--- Records to process ---

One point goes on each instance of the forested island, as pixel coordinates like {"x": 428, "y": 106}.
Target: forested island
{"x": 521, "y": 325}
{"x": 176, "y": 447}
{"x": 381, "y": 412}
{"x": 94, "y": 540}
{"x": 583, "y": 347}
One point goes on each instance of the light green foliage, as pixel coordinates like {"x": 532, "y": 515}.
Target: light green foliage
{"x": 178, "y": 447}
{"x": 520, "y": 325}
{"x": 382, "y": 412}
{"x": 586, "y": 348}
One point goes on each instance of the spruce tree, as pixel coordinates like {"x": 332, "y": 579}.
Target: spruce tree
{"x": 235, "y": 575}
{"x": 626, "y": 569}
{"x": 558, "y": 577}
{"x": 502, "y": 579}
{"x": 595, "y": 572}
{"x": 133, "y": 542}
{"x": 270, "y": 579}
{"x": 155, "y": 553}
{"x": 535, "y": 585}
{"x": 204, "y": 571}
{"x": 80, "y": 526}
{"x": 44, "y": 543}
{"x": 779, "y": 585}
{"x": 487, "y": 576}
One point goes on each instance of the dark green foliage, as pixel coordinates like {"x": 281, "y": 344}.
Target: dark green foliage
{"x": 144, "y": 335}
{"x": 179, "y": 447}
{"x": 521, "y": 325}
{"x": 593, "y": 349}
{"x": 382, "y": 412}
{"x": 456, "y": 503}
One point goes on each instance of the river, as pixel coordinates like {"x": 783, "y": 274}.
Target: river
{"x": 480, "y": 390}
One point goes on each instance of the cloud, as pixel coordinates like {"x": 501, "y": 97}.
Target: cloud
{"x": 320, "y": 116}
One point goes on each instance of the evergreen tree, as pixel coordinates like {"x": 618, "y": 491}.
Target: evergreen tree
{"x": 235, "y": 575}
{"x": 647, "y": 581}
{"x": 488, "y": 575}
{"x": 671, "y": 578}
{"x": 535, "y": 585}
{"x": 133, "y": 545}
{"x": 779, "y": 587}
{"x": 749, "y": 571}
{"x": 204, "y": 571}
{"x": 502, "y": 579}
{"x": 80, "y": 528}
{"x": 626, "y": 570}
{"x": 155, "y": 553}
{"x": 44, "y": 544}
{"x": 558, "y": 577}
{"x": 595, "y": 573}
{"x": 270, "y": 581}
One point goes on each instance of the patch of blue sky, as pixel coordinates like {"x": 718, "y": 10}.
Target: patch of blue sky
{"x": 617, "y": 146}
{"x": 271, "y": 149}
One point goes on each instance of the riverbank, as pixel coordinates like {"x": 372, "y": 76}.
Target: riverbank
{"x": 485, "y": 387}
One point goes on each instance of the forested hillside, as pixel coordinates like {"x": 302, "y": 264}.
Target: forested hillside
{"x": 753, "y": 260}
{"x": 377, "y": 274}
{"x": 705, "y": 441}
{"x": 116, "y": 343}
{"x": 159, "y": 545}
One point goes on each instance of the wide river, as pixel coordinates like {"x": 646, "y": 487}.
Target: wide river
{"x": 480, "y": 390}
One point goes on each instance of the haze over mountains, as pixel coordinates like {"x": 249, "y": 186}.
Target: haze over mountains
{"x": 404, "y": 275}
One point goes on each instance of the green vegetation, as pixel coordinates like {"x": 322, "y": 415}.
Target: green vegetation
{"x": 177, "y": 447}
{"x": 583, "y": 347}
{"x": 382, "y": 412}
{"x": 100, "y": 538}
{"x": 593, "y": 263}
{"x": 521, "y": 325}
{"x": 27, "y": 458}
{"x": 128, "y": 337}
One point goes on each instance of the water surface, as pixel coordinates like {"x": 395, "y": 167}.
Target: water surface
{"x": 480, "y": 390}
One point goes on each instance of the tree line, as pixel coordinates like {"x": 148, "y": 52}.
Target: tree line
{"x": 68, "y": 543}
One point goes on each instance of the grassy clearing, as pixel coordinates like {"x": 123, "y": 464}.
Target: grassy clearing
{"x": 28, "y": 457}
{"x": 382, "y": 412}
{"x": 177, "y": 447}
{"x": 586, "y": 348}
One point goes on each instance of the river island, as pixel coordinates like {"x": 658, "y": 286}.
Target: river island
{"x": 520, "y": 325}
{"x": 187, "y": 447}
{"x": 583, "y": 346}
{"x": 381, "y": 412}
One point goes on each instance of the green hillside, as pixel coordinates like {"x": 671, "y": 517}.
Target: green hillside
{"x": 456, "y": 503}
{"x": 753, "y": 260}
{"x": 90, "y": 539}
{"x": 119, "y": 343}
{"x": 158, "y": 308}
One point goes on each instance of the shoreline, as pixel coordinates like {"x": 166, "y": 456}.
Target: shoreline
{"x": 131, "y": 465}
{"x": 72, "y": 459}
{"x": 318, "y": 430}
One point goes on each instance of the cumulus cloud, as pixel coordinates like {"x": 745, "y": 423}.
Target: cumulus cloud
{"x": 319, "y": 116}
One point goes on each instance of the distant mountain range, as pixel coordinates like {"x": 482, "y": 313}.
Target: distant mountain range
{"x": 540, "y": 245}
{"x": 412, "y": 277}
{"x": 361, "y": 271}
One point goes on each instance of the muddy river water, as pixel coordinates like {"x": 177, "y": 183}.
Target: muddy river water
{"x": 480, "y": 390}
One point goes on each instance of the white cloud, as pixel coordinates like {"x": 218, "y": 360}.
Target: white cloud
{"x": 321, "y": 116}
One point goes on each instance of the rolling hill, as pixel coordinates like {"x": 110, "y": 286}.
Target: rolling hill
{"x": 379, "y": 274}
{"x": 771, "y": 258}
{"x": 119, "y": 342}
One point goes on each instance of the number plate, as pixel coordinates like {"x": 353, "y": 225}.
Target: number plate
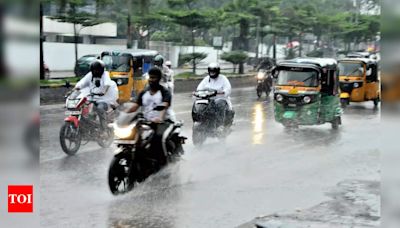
{"x": 72, "y": 113}
{"x": 293, "y": 91}
{"x": 202, "y": 102}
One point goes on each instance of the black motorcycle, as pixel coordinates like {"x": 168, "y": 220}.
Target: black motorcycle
{"x": 264, "y": 83}
{"x": 205, "y": 115}
{"x": 134, "y": 159}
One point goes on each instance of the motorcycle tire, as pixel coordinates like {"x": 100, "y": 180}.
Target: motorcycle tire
{"x": 259, "y": 93}
{"x": 198, "y": 137}
{"x": 106, "y": 142}
{"x": 64, "y": 131}
{"x": 120, "y": 173}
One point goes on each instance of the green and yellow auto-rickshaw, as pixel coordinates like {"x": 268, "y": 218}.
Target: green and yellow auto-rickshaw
{"x": 306, "y": 92}
{"x": 359, "y": 80}
{"x": 127, "y": 68}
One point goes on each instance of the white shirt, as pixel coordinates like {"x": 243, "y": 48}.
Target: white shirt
{"x": 221, "y": 83}
{"x": 149, "y": 102}
{"x": 105, "y": 81}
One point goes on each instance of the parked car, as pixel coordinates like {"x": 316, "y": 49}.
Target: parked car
{"x": 82, "y": 66}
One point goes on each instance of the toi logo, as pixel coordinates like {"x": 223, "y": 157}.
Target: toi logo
{"x": 20, "y": 198}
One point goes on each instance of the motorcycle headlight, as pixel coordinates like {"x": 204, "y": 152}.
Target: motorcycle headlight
{"x": 307, "y": 99}
{"x": 128, "y": 132}
{"x": 260, "y": 75}
{"x": 279, "y": 97}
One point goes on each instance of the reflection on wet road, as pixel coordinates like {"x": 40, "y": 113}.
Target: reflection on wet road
{"x": 259, "y": 169}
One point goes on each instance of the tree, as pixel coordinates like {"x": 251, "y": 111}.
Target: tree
{"x": 236, "y": 58}
{"x": 192, "y": 58}
{"x": 190, "y": 17}
{"x": 80, "y": 19}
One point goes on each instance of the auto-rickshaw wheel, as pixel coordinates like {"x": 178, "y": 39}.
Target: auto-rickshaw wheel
{"x": 376, "y": 101}
{"x": 344, "y": 102}
{"x": 336, "y": 122}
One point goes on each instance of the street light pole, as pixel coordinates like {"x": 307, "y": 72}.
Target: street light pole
{"x": 257, "y": 36}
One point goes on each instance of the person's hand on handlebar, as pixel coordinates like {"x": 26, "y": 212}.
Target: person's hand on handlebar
{"x": 156, "y": 120}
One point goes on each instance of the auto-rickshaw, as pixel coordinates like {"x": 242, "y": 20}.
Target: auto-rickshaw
{"x": 359, "y": 80}
{"x": 306, "y": 92}
{"x": 127, "y": 68}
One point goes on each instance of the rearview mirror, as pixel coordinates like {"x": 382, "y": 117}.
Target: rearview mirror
{"x": 159, "y": 108}
{"x": 274, "y": 73}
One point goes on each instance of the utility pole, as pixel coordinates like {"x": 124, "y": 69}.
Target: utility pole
{"x": 274, "y": 46}
{"x": 257, "y": 36}
{"x": 41, "y": 42}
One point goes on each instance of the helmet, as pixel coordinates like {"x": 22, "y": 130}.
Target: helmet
{"x": 97, "y": 68}
{"x": 213, "y": 70}
{"x": 158, "y": 60}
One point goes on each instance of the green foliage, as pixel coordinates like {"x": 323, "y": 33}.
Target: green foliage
{"x": 195, "y": 57}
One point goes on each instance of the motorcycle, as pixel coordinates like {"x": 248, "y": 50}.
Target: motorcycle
{"x": 264, "y": 83}
{"x": 133, "y": 161}
{"x": 205, "y": 115}
{"x": 82, "y": 123}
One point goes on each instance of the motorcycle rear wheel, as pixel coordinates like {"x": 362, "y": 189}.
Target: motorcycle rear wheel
{"x": 120, "y": 178}
{"x": 198, "y": 137}
{"x": 259, "y": 93}
{"x": 70, "y": 138}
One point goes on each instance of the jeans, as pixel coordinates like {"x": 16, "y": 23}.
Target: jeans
{"x": 102, "y": 108}
{"x": 224, "y": 115}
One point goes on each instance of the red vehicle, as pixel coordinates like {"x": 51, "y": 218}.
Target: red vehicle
{"x": 82, "y": 123}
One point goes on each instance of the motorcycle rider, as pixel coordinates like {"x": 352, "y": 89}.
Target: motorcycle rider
{"x": 166, "y": 73}
{"x": 216, "y": 81}
{"x": 172, "y": 74}
{"x": 108, "y": 89}
{"x": 152, "y": 96}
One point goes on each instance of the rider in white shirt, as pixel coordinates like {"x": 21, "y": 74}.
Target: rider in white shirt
{"x": 216, "y": 81}
{"x": 98, "y": 81}
{"x": 171, "y": 79}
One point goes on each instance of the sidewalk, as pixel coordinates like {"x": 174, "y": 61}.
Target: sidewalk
{"x": 61, "y": 74}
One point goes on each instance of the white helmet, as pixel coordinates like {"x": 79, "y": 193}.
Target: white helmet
{"x": 213, "y": 70}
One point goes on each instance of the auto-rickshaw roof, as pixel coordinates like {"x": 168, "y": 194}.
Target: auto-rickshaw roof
{"x": 359, "y": 54}
{"x": 133, "y": 52}
{"x": 310, "y": 63}
{"x": 364, "y": 60}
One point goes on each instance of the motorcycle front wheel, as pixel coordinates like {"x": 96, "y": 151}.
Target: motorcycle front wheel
{"x": 120, "y": 178}
{"x": 70, "y": 138}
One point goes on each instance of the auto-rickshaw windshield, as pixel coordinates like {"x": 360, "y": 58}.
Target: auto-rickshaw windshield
{"x": 298, "y": 78}
{"x": 116, "y": 63}
{"x": 351, "y": 69}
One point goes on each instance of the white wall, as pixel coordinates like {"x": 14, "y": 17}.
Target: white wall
{"x": 61, "y": 56}
{"x": 104, "y": 29}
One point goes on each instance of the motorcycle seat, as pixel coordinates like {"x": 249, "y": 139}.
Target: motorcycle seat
{"x": 178, "y": 124}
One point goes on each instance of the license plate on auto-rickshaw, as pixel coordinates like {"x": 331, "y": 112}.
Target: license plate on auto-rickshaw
{"x": 72, "y": 113}
{"x": 293, "y": 91}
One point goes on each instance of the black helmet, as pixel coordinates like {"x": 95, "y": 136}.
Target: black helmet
{"x": 97, "y": 68}
{"x": 213, "y": 70}
{"x": 158, "y": 60}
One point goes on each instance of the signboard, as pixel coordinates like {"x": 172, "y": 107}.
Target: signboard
{"x": 217, "y": 42}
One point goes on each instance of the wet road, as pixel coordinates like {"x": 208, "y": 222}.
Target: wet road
{"x": 259, "y": 169}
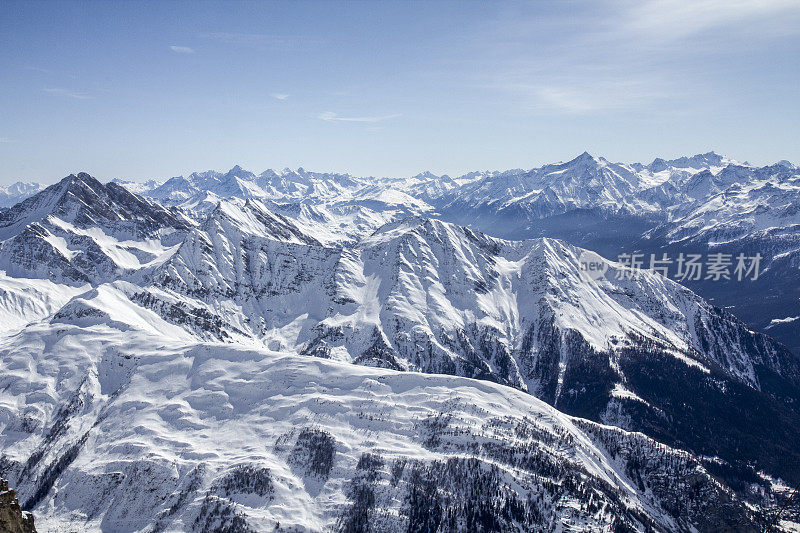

---

Extract each line of the records that contains the word "yellow".

One point goes on each instance of the green and yellow auto-rickshaw, as pixel coordinates like {"x": 268, "y": 218}.
Target: green and yellow auto-rickshaw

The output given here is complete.